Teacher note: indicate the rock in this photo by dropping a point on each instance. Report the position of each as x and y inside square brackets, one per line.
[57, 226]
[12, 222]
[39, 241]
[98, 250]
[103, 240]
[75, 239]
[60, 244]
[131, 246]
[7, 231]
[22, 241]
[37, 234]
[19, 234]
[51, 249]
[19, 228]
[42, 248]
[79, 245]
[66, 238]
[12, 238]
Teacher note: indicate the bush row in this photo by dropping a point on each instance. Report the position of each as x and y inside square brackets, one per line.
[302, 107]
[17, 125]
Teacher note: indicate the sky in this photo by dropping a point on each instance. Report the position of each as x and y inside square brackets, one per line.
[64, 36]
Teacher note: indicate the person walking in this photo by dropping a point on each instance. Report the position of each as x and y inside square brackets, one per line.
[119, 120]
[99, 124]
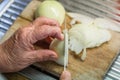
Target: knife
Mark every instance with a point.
(65, 46)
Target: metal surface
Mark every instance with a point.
(35, 74)
(65, 46)
(9, 11)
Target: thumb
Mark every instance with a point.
(44, 55)
(65, 75)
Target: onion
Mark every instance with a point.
(80, 18)
(58, 47)
(82, 36)
(51, 9)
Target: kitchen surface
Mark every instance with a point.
(102, 63)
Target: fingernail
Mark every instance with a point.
(62, 36)
(53, 57)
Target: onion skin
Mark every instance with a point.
(51, 9)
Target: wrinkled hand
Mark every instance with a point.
(65, 75)
(18, 51)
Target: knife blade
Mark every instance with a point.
(65, 45)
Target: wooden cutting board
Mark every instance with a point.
(96, 63)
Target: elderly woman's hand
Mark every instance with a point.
(65, 75)
(18, 51)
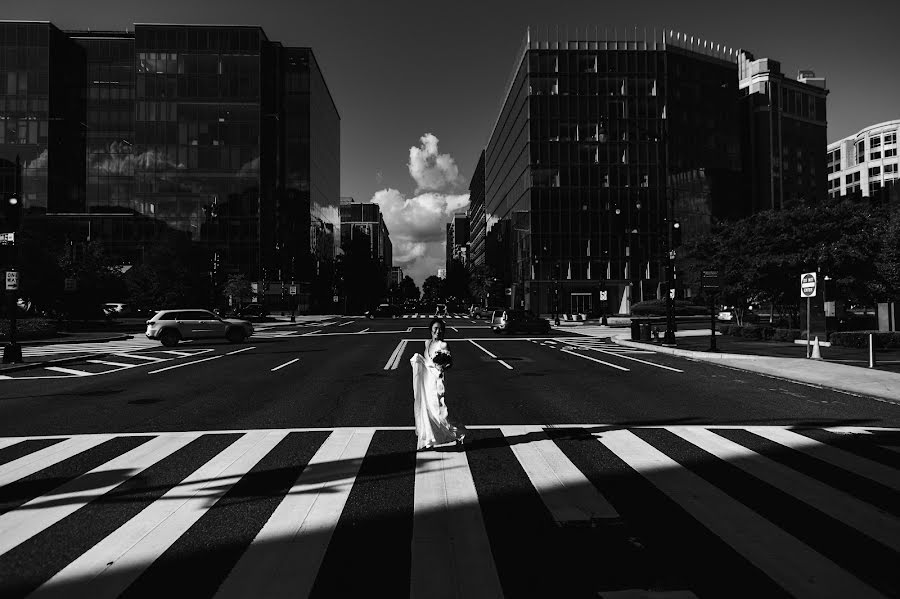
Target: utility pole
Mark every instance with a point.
(12, 222)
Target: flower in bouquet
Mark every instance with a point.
(442, 359)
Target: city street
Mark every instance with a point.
(286, 465)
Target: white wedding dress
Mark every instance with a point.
(432, 427)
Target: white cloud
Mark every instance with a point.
(418, 228)
(433, 171)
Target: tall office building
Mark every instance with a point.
(601, 145)
(476, 216)
(784, 134)
(212, 139)
(866, 162)
(364, 222)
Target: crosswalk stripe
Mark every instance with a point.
(453, 540)
(124, 555)
(21, 524)
(284, 558)
(43, 458)
(565, 490)
(71, 371)
(792, 564)
(449, 541)
(837, 504)
(837, 457)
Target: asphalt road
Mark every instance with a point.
(287, 466)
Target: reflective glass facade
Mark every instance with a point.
(598, 143)
(211, 135)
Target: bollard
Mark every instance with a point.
(871, 350)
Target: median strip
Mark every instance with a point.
(285, 364)
(185, 364)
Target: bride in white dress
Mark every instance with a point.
(432, 426)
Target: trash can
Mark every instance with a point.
(645, 332)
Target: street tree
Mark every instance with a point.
(408, 289)
(433, 290)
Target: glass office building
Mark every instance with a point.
(599, 147)
(212, 139)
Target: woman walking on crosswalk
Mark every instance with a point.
(432, 425)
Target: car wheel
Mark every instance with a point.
(169, 338)
(235, 335)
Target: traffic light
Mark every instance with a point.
(11, 215)
(676, 234)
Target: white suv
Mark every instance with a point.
(172, 326)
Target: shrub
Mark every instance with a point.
(786, 334)
(860, 339)
(29, 328)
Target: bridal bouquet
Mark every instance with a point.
(442, 359)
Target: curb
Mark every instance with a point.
(684, 353)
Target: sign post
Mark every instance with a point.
(712, 282)
(808, 290)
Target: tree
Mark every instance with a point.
(482, 280)
(457, 283)
(237, 287)
(408, 289)
(433, 290)
(762, 257)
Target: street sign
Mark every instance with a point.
(710, 280)
(808, 284)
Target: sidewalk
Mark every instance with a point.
(843, 369)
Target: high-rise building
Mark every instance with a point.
(476, 215)
(865, 162)
(603, 144)
(784, 134)
(364, 222)
(211, 139)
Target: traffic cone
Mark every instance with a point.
(816, 354)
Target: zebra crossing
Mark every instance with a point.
(559, 510)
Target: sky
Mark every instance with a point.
(418, 85)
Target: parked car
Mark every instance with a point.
(384, 311)
(172, 326)
(515, 321)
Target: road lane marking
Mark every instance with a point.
(490, 354)
(394, 361)
(108, 363)
(482, 349)
(68, 371)
(565, 351)
(793, 565)
(237, 351)
(565, 490)
(185, 364)
(284, 558)
(288, 363)
(142, 357)
(603, 351)
(451, 551)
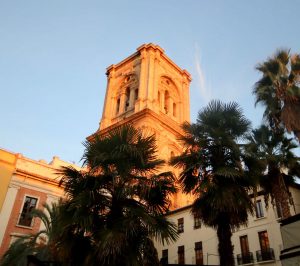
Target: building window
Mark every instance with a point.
(264, 240)
(244, 245)
(265, 253)
(180, 228)
(174, 109)
(181, 255)
(259, 209)
(279, 210)
(199, 253)
(197, 221)
(127, 99)
(164, 258)
(118, 107)
(166, 102)
(25, 216)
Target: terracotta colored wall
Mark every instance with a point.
(7, 167)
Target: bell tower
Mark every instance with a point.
(151, 92)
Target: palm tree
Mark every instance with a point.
(280, 165)
(278, 90)
(41, 245)
(119, 200)
(213, 171)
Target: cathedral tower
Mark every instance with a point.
(150, 91)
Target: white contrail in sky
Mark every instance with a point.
(205, 92)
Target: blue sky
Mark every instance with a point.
(53, 56)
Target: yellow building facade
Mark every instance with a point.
(7, 167)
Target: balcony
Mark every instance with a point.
(265, 255)
(246, 258)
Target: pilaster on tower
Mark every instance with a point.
(148, 90)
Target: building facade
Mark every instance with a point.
(30, 184)
(151, 92)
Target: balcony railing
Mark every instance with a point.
(246, 258)
(264, 255)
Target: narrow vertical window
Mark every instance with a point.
(165, 257)
(197, 221)
(265, 253)
(245, 257)
(264, 240)
(181, 259)
(166, 101)
(259, 209)
(174, 109)
(25, 216)
(199, 253)
(180, 226)
(279, 210)
(127, 98)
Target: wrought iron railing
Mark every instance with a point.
(265, 254)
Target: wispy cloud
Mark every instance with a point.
(205, 90)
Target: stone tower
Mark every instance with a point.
(150, 91)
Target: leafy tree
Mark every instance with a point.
(119, 200)
(214, 173)
(278, 90)
(280, 165)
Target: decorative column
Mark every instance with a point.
(170, 106)
(131, 97)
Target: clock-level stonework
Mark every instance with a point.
(148, 90)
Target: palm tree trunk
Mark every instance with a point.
(281, 197)
(225, 246)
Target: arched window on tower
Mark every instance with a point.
(166, 102)
(127, 98)
(174, 110)
(172, 154)
(118, 106)
(158, 100)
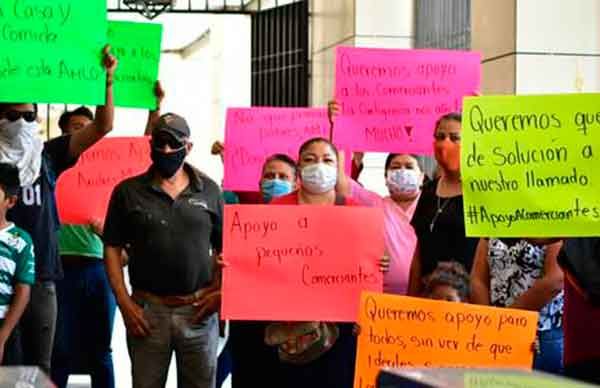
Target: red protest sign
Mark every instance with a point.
(390, 99)
(300, 263)
(83, 192)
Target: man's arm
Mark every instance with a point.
(15, 311)
(154, 115)
(103, 122)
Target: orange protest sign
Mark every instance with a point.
(83, 192)
(299, 263)
(400, 331)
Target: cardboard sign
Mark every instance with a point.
(390, 100)
(83, 192)
(137, 47)
(514, 380)
(52, 51)
(529, 165)
(299, 263)
(400, 331)
(254, 134)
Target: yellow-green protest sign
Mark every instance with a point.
(52, 51)
(137, 47)
(529, 165)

### EXERCISE BRIEF
Take the records from their first line through the line containing "Target: fingernail" and please return exactly those lines, both ends included, minus the pictures.

### RESPONSE BOX
Teacher note: indicate the rock in this photo by dropping a point on each instance. Report the position of each as x and y inside square brackets, one per line.
[57, 226]
[12, 222]
[39, 241]
[98, 250]
[103, 240]
[75, 239]
[60, 244]
[131, 246]
[7, 231]
[22, 241]
[37, 234]
[19, 234]
[51, 249]
[19, 228]
[42, 248]
[79, 245]
[66, 238]
[12, 238]
Teacher note: indicate the bush row in this photo by dropping a point on each instance. Report the position of each as x and y inside square brackets, one per line.
[302, 107]
[17, 125]
Teacher note: indicate the sky in this photo by dropping a point on each instance. Report the position of each as x and y inside square brackets, one per line.
[64, 36]
Teacher note: indicate the person walking in this photo by dropping a point on each instance. Report the position of each as x and y inside square brackets, one per line.
[119, 120]
[99, 124]
Target: knife
Mark every instance with a point.
(65, 46)
Target: metal surface
Mark every instance with a point.
(35, 74)
(65, 46)
(9, 11)
Target: thumb
Mark every instance with a point.
(44, 55)
(65, 75)
Target: onion
Mark every instance with a point.
(80, 18)
(58, 47)
(82, 36)
(51, 9)
Target: kitchen surface
Mark every instance with a point.
(102, 63)
Target: fingernail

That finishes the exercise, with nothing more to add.